Ever since smartphones burst onto the marketplace nearly a decade ago, making reading on the devices as attractive as talking into them, much has been said about their seductive power.
Psychologists describe those who hyperventilate after discovering they are missing their phones as having “nomophobia” (the fear of having no-mobile), and those who sense the buzzing of a new call or text — even when it didn’t happen — are said to be plagued by Phantom Cell Phone Vibration Syndrome.
Comedians, too, love to mock the image of a solitary human gazing into the smartphone and asking Siri to define loneliness.
Yet for all the concern over smartphones and other mobile devices and their addictive potential, there may be more physical problems to consider: Staring at tiny screens, it turns out, is drying out our eyes, causing us to tense up our facial muscles, and even making some of us feel dizzy.

* _PROBLEM TO WORK ON_:
Repeat the passage about smartphones, starting with "Psychologists describe those" and going on through "us feel dizzy.", replacing "Comedians" with "Satirists".

* _DATASET RECORDS_:
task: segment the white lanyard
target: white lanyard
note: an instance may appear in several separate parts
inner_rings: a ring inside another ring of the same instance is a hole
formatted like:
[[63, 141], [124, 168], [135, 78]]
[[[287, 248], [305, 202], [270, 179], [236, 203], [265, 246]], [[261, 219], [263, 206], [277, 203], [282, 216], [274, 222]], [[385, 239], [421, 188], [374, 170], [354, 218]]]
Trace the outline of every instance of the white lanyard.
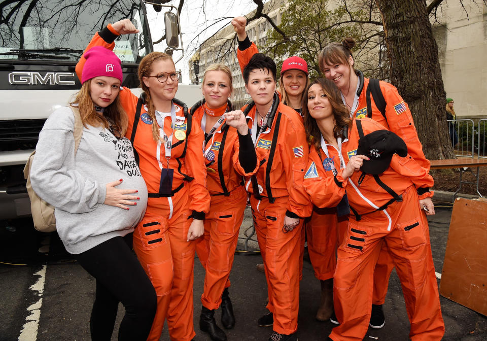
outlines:
[[[176, 125], [176, 106], [174, 105], [174, 104], [172, 104], [172, 106], [171, 107], [171, 122], [172, 123], [172, 126], [171, 127], [171, 134], [170, 136], [168, 137], [166, 133], [164, 131], [164, 120], [168, 115], [164, 115], [163, 116], [161, 114], [160, 112], [157, 111], [156, 111], [156, 119], [157, 120], [157, 123], [159, 124], [160, 127], [159, 128], [159, 133], [160, 136], [162, 138], [162, 140], [164, 141], [164, 148], [165, 150], [165, 158], [167, 160], [167, 166], [169, 167], [169, 159], [171, 158], [171, 150], [172, 148], [172, 137], [174, 135], [174, 128]], [[184, 119], [182, 120], [183, 121], [184, 121]], [[158, 144], [159, 145], [159, 144]], [[159, 145], [158, 145], [158, 152], [157, 152], [157, 161], [159, 161], [160, 164], [160, 160], [159, 157], [160, 153], [159, 152]]]
[[[345, 161], [341, 155], [341, 138], [338, 138], [336, 139], [337, 144], [338, 145], [338, 159], [340, 160], [340, 168], [345, 168]], [[325, 142], [325, 139], [323, 139], [323, 135], [321, 135], [321, 149], [325, 152], [325, 154], [327, 158], [330, 158], [330, 155], [328, 154], [328, 148], [326, 146], [326, 143]], [[335, 164], [331, 160], [330, 160], [330, 166], [331, 167], [331, 170], [333, 172], [333, 175], [336, 175], [338, 172], [335, 167]]]
[[[267, 119], [269, 118], [269, 115], [270, 114], [270, 111], [272, 109], [272, 106], [274, 105], [274, 102], [272, 102], [272, 105], [270, 106], [270, 108], [269, 108], [269, 111], [267, 112], [267, 114], [265, 115], [265, 117], [264, 119], [264, 121], [262, 122], [262, 125], [260, 127], [260, 130], [259, 130], [259, 133], [257, 133], [257, 120], [256, 119], [254, 120], [254, 122], [252, 123], [252, 141], [254, 142], [254, 145], [255, 145], [255, 144], [257, 141], [259, 141], [259, 137], [260, 136], [260, 134], [262, 133], [262, 129], [264, 127], [267, 123]], [[255, 115], [254, 115], [254, 117], [257, 118], [257, 109], [255, 109]], [[260, 115], [259, 116], [260, 116]], [[270, 128], [270, 127], [268, 127]], [[255, 139], [254, 138], [254, 137], [255, 137]]]
[[[228, 107], [227, 107], [228, 109]], [[226, 112], [226, 110], [225, 110]], [[206, 116], [205, 112], [204, 112], [203, 115], [203, 118], [201, 119], [201, 129], [203, 129], [203, 131], [204, 131], [205, 128], [206, 128]], [[206, 135], [206, 138], [205, 139], [204, 141], [203, 142], [203, 157], [206, 157], [206, 155], [208, 153], [210, 152], [210, 150], [212, 149], [212, 146], [213, 145], [213, 140], [215, 139], [215, 134], [213, 133], [215, 132], [215, 130], [220, 128], [220, 126], [223, 124], [223, 121], [225, 121], [225, 114], [224, 114], [220, 117], [220, 118], [218, 119], [218, 120], [217, 121], [217, 123], [215, 124], [215, 125], [213, 126], [213, 127], [210, 130], [210, 132], [208, 133], [208, 135]], [[210, 147], [205, 149], [205, 147], [206, 146], [206, 144], [208, 143], [208, 138], [209, 137], [212, 137], [212, 143], [210, 144]]]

* _ANSWER BOX_:
Psychologists describe those who hyperventilate after discovering they are missing their phones as having “nomophobia” (the fear of having no-mobile), and those who sense the buzzing of a new call or text — even when it didn’t happen — are said to be plagued by Phantom Cell Phone Vibration Syndrome.
Satirists, too, love to mock the image of a solitary human gazing into the smartphone and asking Siri to define loneliness.
Yet for all the concern over smartphones and other mobile devices and their addictive potential, there may be more physical problems to consider: Staring at tiny screens, it turns out, is drying out our eyes, causing us to tense up our facial muscles, and even making some of us feel dizzy.